Make an exact copy of all the entries, with the pictures left out.
─── Exercise data
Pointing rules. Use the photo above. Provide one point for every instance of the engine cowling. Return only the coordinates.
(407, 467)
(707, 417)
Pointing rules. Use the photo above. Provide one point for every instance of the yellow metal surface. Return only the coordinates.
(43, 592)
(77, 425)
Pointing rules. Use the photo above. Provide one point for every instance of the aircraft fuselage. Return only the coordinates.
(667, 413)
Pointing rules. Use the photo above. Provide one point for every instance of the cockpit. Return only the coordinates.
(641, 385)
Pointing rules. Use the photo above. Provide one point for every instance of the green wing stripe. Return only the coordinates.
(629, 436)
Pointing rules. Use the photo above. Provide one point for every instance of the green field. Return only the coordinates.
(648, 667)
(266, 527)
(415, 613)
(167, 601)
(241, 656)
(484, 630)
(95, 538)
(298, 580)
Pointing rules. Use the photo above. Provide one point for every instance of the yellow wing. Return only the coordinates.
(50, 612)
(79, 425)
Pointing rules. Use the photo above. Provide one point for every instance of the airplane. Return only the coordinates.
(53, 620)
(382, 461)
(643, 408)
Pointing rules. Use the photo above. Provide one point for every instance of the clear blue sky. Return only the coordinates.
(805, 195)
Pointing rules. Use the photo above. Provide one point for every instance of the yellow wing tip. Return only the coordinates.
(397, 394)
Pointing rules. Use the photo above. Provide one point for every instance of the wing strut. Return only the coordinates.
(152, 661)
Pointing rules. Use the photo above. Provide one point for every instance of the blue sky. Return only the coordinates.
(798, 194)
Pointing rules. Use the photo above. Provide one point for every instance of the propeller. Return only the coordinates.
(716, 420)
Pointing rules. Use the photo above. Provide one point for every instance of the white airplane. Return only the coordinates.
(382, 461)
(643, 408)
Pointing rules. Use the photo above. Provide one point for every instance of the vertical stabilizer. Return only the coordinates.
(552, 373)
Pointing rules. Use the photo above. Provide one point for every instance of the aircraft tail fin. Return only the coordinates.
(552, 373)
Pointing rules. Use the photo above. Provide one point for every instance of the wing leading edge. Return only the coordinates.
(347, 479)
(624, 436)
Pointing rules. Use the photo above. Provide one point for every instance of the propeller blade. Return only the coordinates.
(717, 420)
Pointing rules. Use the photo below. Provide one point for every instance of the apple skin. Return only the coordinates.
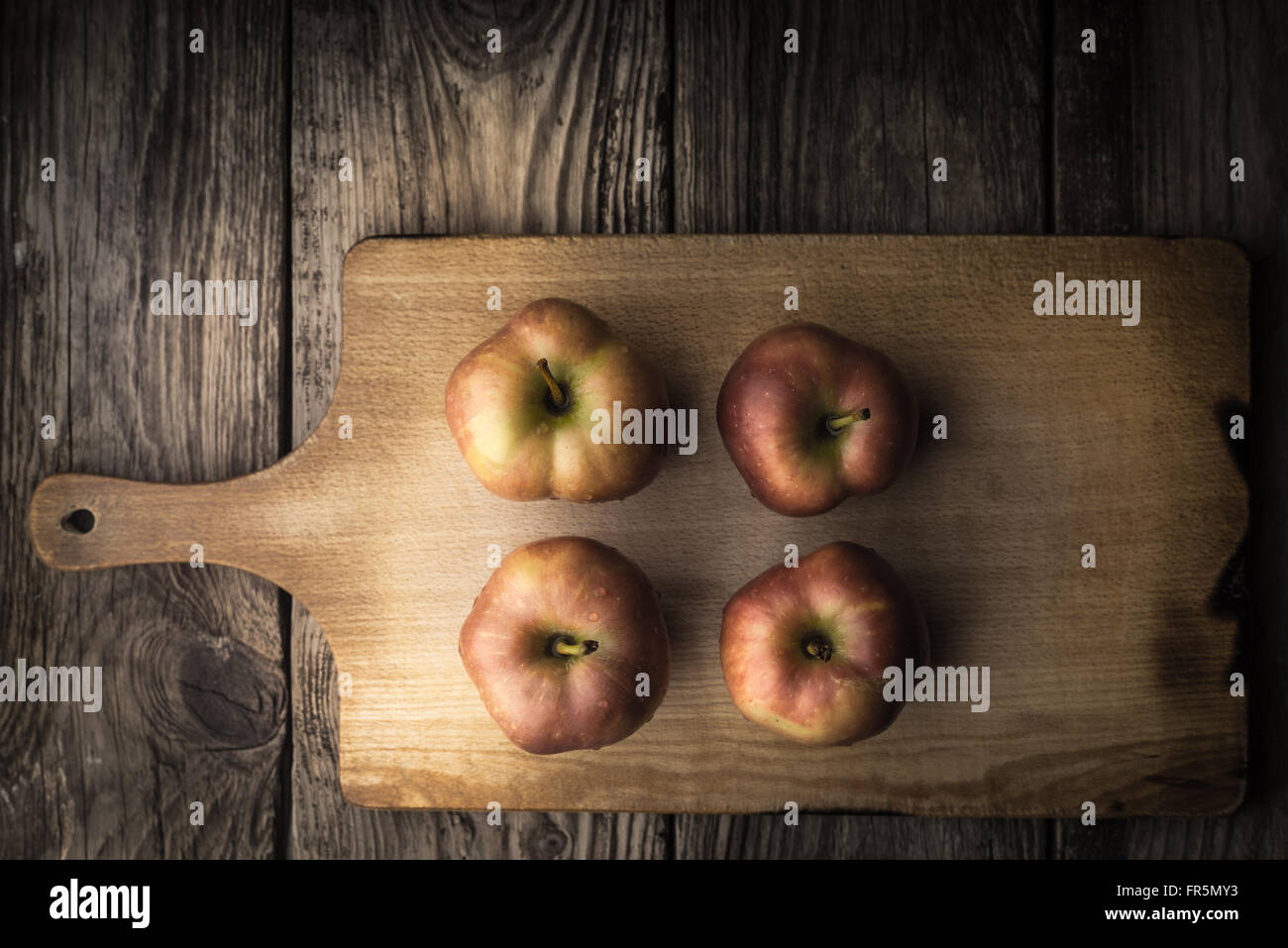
──────
● Reply
Pointing rules. Use the photo above. Provide one point for every instance of the engine cowling. Return only the coordinates.
(407, 467)
(707, 417)
Pointing rules. Use the photo above. Provide one point for every instance of the yellow metal surface. Return only the coordinates.
(43, 592)
(77, 425)
Pointing rules. Use the photo above. Provide one point for every instance of the aircraft fuselage. Return only the coordinates.
(667, 413)
Pointing rules. Use the photo above. Provide one point for every instance of the cockpit. Return only the coordinates.
(641, 385)
Pointing rules. Use the photo above. Provide one point for every instance of the green wing stripe. Return only the coordinates.
(629, 436)
Pointing rules. Use the photo above. Provide one point for every instance of the green field. Return only the coordinates.
(648, 667)
(266, 527)
(415, 613)
(167, 601)
(241, 656)
(484, 630)
(95, 538)
(298, 580)
Pointing rules. Use the photo above. Provide one point for every instance of the yellow wing. Return only the coordinates.
(50, 612)
(79, 425)
Pointing rules. Use the photo above. Provide one point for every instance of the airplane. Return only the coordinates.
(53, 620)
(382, 461)
(643, 408)
Pointing rules. Use the photo above. Provide one point for every instance of the clear blue sky. Return only the coordinates.
(805, 195)
Pointing rules. Use the photo above. Provide one point for every instance of the yellow wing tip. Return only the coordinates.
(397, 394)
Pointing rules. Use the photo above. Provide one point for every instance of the wing strut. Return only the coordinates.
(152, 661)
Pointing rules. Use the photo above. Provide one point for every instance of the blue sky. Return only the coordinates.
(798, 194)
Pointing rules. Use the photo above. Provide one point for every instance of the propeller. Return only the coordinates.
(716, 420)
Pointing rules. Use the photo above. Provide one point for every instance of the white airplane. Return only the coordinates.
(382, 461)
(643, 408)
Pointing rules. Use the photo above. Provide one point for every instance of the vertical stabilizer. Return only the coordinates.
(552, 373)
Pointing rules. Use the photo above. Provide one point for every instance of the aircraft tail fin. Return only the coordinates.
(552, 373)
Pointing rules. Use the photo above. Provide one point for every instance of the wing leading edge. Return only the coordinates.
(347, 479)
(624, 436)
Pointing rules. Use the photo above. Provide one point for every instance of the propeller blade. Return only the coordinates.
(717, 420)
Pointing rules. Use the photo below. Provide one point for every instance of the apple skin. Return only the coordinates.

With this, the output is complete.